> Task instructions: Switch every "pin" to "marker" in the listing, starting with the line that contains "Reviewer note: every instance of the trophy pedestal" and going on through the line that contains "[[785, 64], [256, 106]]". Give back only those lines, with everything else unchanged.

> Stored data:
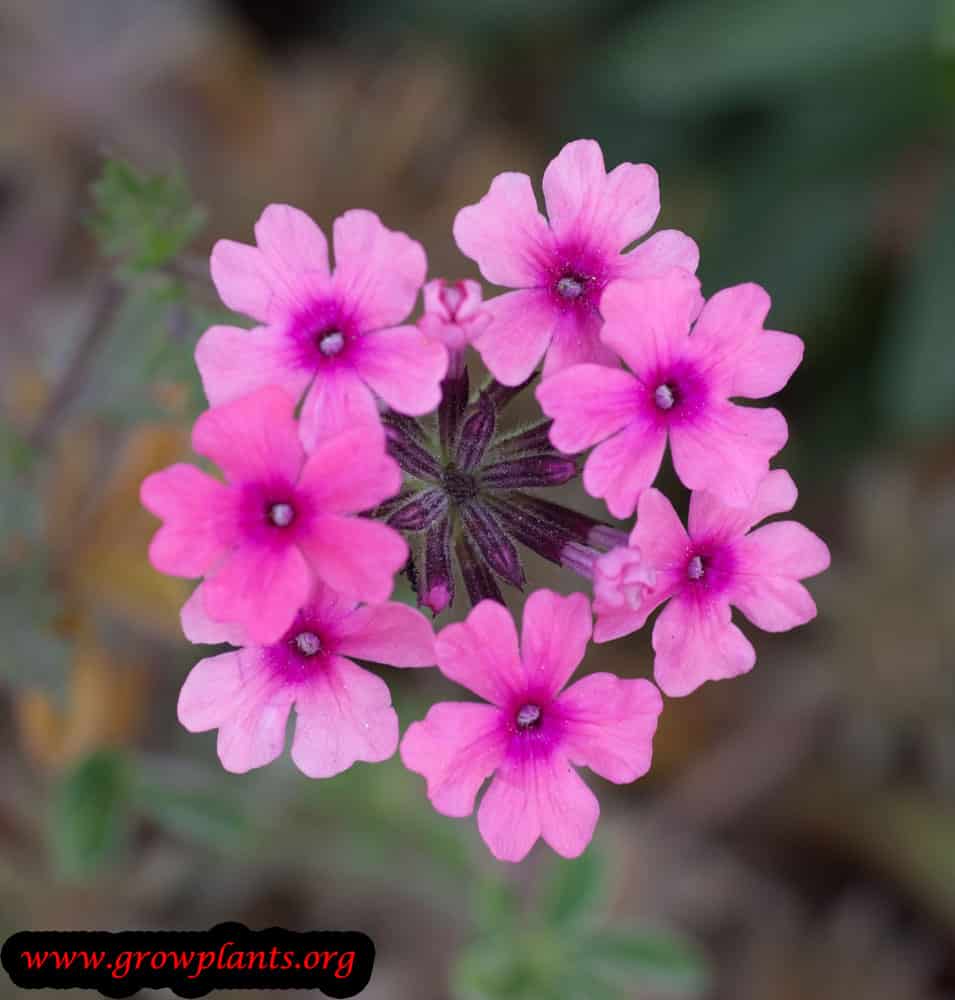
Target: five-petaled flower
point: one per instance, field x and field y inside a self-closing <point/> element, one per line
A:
<point x="333" y="337"/>
<point x="343" y="712"/>
<point x="533" y="731"/>
<point x="680" y="389"/>
<point x="560" y="269"/>
<point x="281" y="518"/>
<point x="720" y="562"/>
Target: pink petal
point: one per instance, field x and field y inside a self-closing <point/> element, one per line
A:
<point x="456" y="748"/>
<point x="695" y="641"/>
<point x="609" y="725"/>
<point x="198" y="627"/>
<point x="338" y="400"/>
<point x="252" y="439"/>
<point x="587" y="206"/>
<point x="234" y="363"/>
<point x="647" y="322"/>
<point x="200" y="519"/>
<point x="655" y="256"/>
<point x="260" y="588"/>
<point x="576" y="341"/>
<point x="727" y="450"/>
<point x="350" y="472"/>
<point x="355" y="556"/>
<point x="505" y="233"/>
<point x="238" y="695"/>
<point x="243" y="280"/>
<point x="518" y="334"/>
<point x="378" y="271"/>
<point x="481" y="653"/>
<point x="554" y="638"/>
<point x="294" y="246"/>
<point x="344" y="715"/>
<point x="711" y="518"/>
<point x="405" y="368"/>
<point x="534" y="797"/>
<point x="587" y="403"/>
<point x="623" y="466"/>
<point x="771" y="561"/>
<point x="389" y="633"/>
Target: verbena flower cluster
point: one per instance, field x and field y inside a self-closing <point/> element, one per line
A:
<point x="353" y="448"/>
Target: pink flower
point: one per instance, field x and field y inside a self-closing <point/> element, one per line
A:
<point x="532" y="732"/>
<point x="280" y="519"/>
<point x="344" y="713"/>
<point x="561" y="267"/>
<point x="333" y="337"/>
<point x="680" y="389"/>
<point x="453" y="313"/>
<point x="719" y="563"/>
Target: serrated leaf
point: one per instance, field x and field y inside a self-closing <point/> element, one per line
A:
<point x="89" y="813"/>
<point x="143" y="220"/>
<point x="574" y="890"/>
<point x="651" y="957"/>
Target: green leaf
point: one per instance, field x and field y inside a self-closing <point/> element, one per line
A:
<point x="89" y="813"/>
<point x="651" y="957"/>
<point x="917" y="367"/>
<point x="143" y="220"/>
<point x="574" y="890"/>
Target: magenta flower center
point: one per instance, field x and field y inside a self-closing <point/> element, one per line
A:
<point x="571" y="286"/>
<point x="308" y="643"/>
<point x="664" y="397"/>
<point x="331" y="343"/>
<point x="528" y="716"/>
<point x="281" y="514"/>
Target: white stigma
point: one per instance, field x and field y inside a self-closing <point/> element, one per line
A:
<point x="527" y="716"/>
<point x="331" y="343"/>
<point x="664" y="397"/>
<point x="570" y="288"/>
<point x="308" y="643"/>
<point x="281" y="514"/>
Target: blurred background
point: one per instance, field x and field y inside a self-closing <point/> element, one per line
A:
<point x="796" y="837"/>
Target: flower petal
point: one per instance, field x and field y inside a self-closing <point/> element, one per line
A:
<point x="647" y="322"/>
<point x="506" y="234"/>
<point x="234" y="362"/>
<point x="404" y="367"/>
<point x="609" y="725"/>
<point x="770" y="562"/>
<point x="251" y="439"/>
<point x="389" y="633"/>
<point x="237" y="694"/>
<point x="695" y="641"/>
<point x="554" y="636"/>
<point x="586" y="206"/>
<point x="350" y="472"/>
<point x="260" y="588"/>
<point x="344" y="715"/>
<point x="355" y="556"/>
<point x="710" y="518"/>
<point x="198" y="627"/>
<point x="727" y="450"/>
<point x="623" y="466"/>
<point x="481" y="653"/>
<point x="455" y="748"/>
<point x="337" y="400"/>
<point x="518" y="334"/>
<point x="656" y="255"/>
<point x="199" y="515"/>
<point x="587" y="403"/>
<point x="378" y="271"/>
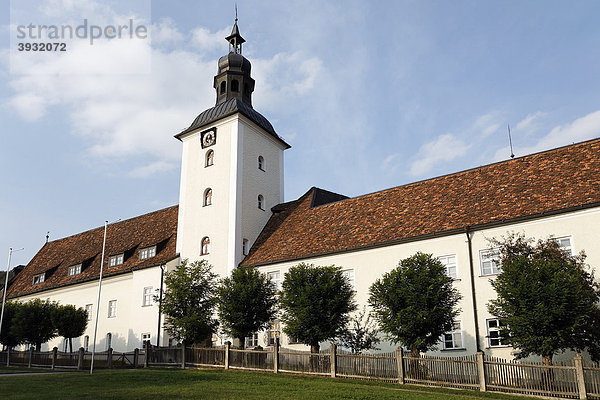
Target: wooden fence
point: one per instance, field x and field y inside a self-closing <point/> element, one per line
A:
<point x="571" y="379"/>
<point x="79" y="360"/>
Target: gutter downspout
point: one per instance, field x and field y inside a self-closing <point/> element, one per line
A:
<point x="469" y="234"/>
<point x="162" y="276"/>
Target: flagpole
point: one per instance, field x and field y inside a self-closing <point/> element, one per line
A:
<point x="10" y="251"/>
<point x="98" y="302"/>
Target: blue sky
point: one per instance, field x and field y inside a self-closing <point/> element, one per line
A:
<point x="370" y="95"/>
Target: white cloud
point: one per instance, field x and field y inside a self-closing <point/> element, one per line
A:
<point x="444" y="148"/>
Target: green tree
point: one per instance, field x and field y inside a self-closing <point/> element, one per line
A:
<point x="415" y="303"/>
<point x="316" y="302"/>
<point x="69" y="322"/>
<point x="33" y="322"/>
<point x="546" y="298"/>
<point x="361" y="334"/>
<point x="246" y="304"/>
<point x="189" y="302"/>
<point x="8" y="336"/>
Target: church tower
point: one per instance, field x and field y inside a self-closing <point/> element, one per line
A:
<point x="231" y="170"/>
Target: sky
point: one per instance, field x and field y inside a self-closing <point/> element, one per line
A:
<point x="370" y="95"/>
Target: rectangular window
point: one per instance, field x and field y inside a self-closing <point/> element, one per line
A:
<point x="494" y="336"/>
<point x="39" y="278"/>
<point x="112" y="309"/>
<point x="147" y="297"/>
<point x="273" y="331"/>
<point x="145" y="340"/>
<point x="453" y="339"/>
<point x="275" y="277"/>
<point x="88" y="309"/>
<point x="147" y="252"/>
<point x="490" y="262"/>
<point x="349" y="273"/>
<point x="450" y="264"/>
<point x="252" y="341"/>
<point x="75" y="270"/>
<point x="565" y="244"/>
<point x="115" y="260"/>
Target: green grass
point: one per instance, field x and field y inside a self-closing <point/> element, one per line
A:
<point x="213" y="384"/>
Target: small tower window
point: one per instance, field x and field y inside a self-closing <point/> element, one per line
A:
<point x="208" y="197"/>
<point x="261" y="163"/>
<point x="245" y="247"/>
<point x="205" y="247"/>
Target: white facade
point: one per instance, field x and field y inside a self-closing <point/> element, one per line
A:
<point x="236" y="182"/>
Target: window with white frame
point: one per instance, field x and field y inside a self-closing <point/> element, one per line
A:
<point x="450" y="264"/>
<point x="453" y="339"/>
<point x="251" y="341"/>
<point x="112" y="309"/>
<point x="74" y="270"/>
<point x="147" y="296"/>
<point x="349" y="273"/>
<point x="275" y="277"/>
<point x="147" y="252"/>
<point x="115" y="260"/>
<point x="88" y="309"/>
<point x="494" y="327"/>
<point x="145" y="340"/>
<point x="273" y="331"/>
<point x="565" y="244"/>
<point x="245" y="247"/>
<point x="39" y="278"/>
<point x="490" y="262"/>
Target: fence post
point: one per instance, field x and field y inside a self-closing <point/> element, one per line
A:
<point x="481" y="371"/>
<point x="147" y="355"/>
<point x="400" y="364"/>
<point x="136" y="356"/>
<point x="276" y="356"/>
<point x="109" y="358"/>
<point x="80" y="358"/>
<point x="227" y="347"/>
<point x="333" y="356"/>
<point x="183" y="354"/>
<point x="580" y="377"/>
<point x="54" y="354"/>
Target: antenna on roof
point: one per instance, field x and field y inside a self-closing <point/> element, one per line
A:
<point x="512" y="155"/>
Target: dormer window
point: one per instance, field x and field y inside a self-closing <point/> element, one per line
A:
<point x="74" y="270"/>
<point x="39" y="278"/>
<point x="261" y="163"/>
<point x="147" y="252"/>
<point x="116" y="260"/>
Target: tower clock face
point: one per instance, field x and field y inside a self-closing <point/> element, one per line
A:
<point x="208" y="138"/>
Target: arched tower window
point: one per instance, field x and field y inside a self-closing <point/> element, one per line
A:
<point x="261" y="163"/>
<point x="205" y="246"/>
<point x="261" y="202"/>
<point x="208" y="197"/>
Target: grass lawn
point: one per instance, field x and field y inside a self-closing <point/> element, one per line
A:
<point x="212" y="384"/>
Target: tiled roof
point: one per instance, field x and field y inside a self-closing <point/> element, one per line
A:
<point x="54" y="258"/>
<point x="543" y="183"/>
<point x="228" y="108"/>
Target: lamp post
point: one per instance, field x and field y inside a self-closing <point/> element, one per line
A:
<point x="98" y="302"/>
<point x="10" y="251"/>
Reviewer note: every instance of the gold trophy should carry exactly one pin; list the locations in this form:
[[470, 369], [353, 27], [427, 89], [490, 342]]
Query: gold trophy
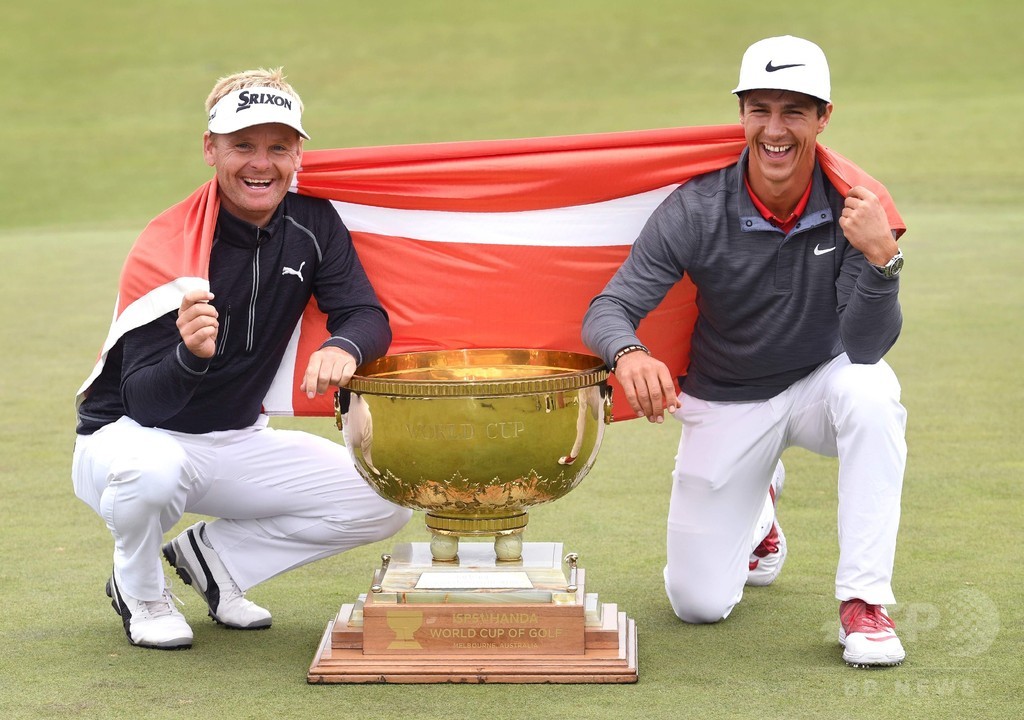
[[474, 438]]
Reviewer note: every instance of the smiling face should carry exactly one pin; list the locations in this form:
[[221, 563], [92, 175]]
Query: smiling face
[[781, 129], [254, 168]]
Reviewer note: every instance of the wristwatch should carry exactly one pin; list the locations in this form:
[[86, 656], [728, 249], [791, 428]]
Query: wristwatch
[[891, 268]]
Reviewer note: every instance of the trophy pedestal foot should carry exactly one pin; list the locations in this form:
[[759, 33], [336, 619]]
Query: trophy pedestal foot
[[508, 548], [444, 548], [480, 621]]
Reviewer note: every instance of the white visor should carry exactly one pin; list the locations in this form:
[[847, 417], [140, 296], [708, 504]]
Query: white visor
[[256, 106]]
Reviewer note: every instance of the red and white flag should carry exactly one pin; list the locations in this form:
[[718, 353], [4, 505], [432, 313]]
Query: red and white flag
[[483, 244]]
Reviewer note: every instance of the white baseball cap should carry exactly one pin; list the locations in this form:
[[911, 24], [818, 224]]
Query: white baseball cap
[[785, 64], [256, 106]]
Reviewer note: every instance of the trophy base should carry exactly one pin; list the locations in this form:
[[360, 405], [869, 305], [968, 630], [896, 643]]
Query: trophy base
[[478, 622]]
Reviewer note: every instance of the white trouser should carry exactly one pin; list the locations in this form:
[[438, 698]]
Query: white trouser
[[286, 498], [727, 454]]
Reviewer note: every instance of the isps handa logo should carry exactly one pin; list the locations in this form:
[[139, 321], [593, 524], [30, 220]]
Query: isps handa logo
[[248, 99]]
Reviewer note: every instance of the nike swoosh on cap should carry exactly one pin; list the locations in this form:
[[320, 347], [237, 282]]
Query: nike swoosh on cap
[[774, 68]]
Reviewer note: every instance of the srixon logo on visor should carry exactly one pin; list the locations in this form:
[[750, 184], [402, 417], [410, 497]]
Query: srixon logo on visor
[[248, 99]]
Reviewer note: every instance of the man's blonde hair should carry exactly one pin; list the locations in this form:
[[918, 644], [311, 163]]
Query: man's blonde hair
[[251, 78]]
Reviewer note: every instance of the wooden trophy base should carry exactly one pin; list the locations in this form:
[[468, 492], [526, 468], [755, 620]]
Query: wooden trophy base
[[477, 620]]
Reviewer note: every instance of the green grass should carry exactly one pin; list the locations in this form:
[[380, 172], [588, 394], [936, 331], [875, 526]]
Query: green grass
[[102, 122]]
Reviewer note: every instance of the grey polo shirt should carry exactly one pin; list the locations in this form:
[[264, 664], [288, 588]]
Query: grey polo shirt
[[772, 306]]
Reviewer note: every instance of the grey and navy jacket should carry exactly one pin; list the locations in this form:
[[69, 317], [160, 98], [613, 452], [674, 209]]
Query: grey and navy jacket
[[771, 306], [262, 280]]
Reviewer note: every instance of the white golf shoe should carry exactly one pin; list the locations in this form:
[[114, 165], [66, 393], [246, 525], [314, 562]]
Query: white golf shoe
[[198, 564], [155, 624]]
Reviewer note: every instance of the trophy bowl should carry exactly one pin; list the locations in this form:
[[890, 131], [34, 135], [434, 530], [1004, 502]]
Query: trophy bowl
[[475, 437]]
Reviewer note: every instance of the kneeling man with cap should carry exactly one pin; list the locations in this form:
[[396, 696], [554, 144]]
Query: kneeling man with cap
[[798, 298], [171, 419]]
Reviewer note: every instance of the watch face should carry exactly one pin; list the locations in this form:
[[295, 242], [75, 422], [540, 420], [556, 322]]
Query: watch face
[[895, 266]]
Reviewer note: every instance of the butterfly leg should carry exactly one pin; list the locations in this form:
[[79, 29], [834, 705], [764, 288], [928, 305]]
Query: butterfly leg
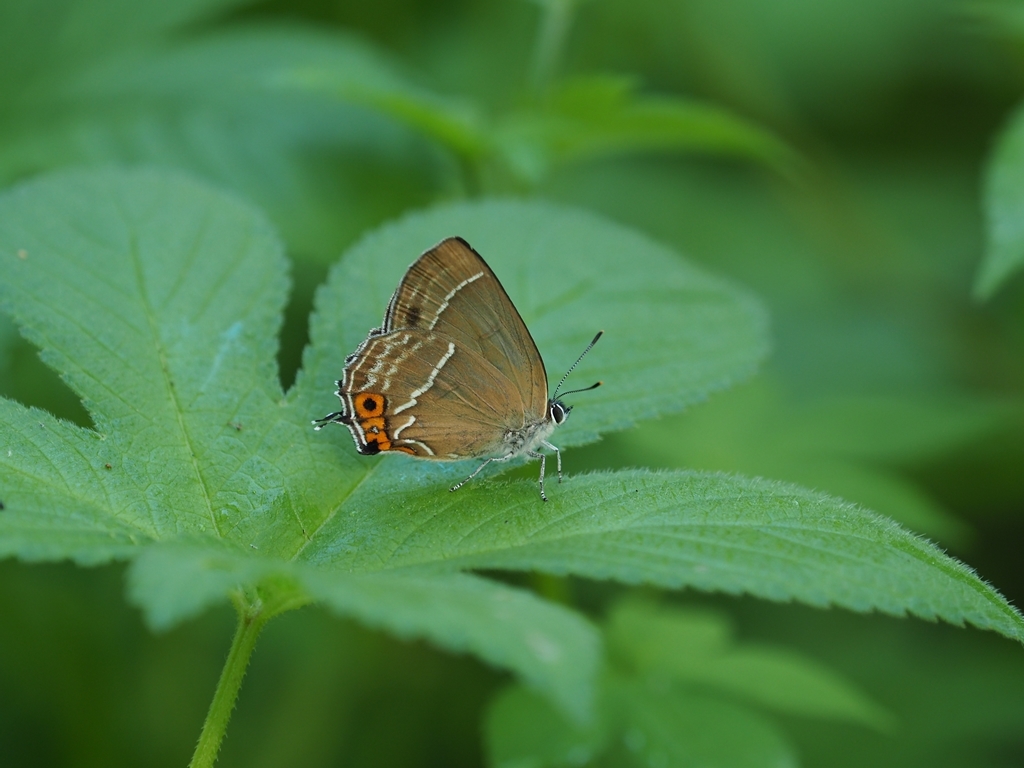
[[543, 458], [558, 457], [338, 417], [477, 470]]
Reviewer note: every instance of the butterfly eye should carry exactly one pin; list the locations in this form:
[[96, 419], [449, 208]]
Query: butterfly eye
[[558, 412]]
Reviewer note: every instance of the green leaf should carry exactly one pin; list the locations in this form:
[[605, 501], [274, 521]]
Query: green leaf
[[673, 333], [522, 730], [1004, 211], [159, 300], [553, 649], [852, 446], [214, 103], [695, 648], [669, 727], [707, 530], [594, 117], [355, 74]]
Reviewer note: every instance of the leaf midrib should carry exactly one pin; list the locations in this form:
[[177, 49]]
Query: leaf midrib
[[169, 388]]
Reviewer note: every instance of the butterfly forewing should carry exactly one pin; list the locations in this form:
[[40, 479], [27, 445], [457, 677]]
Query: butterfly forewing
[[453, 293], [404, 392]]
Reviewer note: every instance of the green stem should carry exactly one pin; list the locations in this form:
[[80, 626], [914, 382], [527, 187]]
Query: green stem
[[556, 17], [252, 616]]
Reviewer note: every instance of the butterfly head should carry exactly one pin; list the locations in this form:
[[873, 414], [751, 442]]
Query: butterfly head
[[558, 411]]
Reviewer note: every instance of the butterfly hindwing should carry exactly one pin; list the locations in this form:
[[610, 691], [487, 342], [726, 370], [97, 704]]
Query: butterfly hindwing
[[403, 391], [452, 292]]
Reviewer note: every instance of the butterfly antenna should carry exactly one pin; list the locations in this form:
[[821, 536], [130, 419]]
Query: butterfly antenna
[[572, 367]]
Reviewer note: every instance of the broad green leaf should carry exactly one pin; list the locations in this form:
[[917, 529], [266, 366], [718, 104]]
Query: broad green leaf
[[668, 727], [695, 648], [848, 445], [597, 117], [673, 333], [554, 649], [522, 730], [159, 300], [1004, 211]]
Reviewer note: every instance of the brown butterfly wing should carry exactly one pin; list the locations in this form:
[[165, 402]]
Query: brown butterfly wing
[[451, 291], [407, 390]]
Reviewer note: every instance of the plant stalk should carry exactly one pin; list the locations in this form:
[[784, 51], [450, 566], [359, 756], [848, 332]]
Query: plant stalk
[[556, 17], [252, 617]]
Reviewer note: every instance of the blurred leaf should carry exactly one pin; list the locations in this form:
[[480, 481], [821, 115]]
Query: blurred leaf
[[159, 298], [595, 117], [41, 38], [671, 727], [848, 445], [1005, 210], [522, 730], [566, 273], [213, 103], [695, 648]]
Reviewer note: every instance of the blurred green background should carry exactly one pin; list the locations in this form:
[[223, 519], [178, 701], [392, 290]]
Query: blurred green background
[[888, 385]]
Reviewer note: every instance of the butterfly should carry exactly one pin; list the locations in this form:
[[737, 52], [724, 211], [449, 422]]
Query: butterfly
[[453, 373]]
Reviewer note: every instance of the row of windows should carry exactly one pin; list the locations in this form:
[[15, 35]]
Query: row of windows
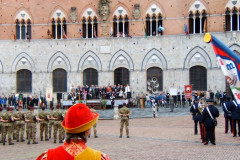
[[198, 78]]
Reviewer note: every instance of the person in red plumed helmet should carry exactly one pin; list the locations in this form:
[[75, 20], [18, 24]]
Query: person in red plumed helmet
[[77, 123]]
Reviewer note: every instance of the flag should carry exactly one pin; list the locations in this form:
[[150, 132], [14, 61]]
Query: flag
[[145, 32], [229, 62], [205, 26], [160, 28], [186, 29]]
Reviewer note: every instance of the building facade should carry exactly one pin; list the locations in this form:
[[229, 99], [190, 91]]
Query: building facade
[[57, 44]]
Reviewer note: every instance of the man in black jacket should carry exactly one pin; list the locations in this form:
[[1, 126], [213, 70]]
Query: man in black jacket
[[210, 113]]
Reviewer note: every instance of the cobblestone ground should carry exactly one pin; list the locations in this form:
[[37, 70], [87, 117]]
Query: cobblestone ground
[[164, 137]]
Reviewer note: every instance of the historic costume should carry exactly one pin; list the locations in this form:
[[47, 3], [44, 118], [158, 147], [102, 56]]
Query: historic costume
[[77, 123]]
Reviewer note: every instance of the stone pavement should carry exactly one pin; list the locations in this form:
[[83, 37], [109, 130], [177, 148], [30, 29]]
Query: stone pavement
[[169, 136]]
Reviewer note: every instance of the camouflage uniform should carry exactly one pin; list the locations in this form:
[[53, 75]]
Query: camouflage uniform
[[124, 120], [7, 127], [31, 126], [43, 125], [50, 124], [20, 125], [57, 127]]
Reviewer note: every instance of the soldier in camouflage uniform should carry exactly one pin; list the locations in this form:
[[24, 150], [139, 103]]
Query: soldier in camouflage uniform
[[51, 122], [43, 118], [1, 124], [31, 120], [57, 127], [7, 119], [20, 124], [124, 112], [95, 125]]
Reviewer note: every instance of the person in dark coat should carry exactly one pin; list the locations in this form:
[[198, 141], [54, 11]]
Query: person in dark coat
[[227, 113], [194, 112], [235, 115], [208, 121]]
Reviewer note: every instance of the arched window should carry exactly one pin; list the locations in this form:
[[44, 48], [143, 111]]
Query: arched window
[[59, 28], [24, 81], [198, 78], [23, 29], [120, 26], [197, 22], [90, 77], [121, 76], [158, 74], [90, 27], [59, 80], [152, 25]]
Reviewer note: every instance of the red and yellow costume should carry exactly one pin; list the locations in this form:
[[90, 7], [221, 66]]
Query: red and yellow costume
[[79, 118]]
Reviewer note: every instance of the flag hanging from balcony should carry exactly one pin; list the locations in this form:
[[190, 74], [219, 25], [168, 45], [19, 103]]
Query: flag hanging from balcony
[[229, 62], [186, 29]]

> Full output:
Reviewer note: every instance of the trophy pedestal foot should carry exactly one marker; list the locations in this form:
[[759, 33], [336, 619]]
Query: trophy pedestal foot
[[508, 548], [444, 548], [480, 621]]
Reviewer note: every instance of the white visor should carry exactly one marker; list the locations in this form:
[[847, 417], [140, 296], [708, 504]]
Query: white visor
[[256, 106]]
Reviewer note: every instance of the red and white flag should carry exactly one marker; list the locations in this form:
[[718, 353], [4, 505], [432, 313]]
Query: red and white flag
[[483, 244]]
Reviewer note: every instance of the white baseball cap should carry exactly one marker; list the locations in this form:
[[911, 24], [818, 224]]
Query: white baseball cap
[[785, 64], [256, 106]]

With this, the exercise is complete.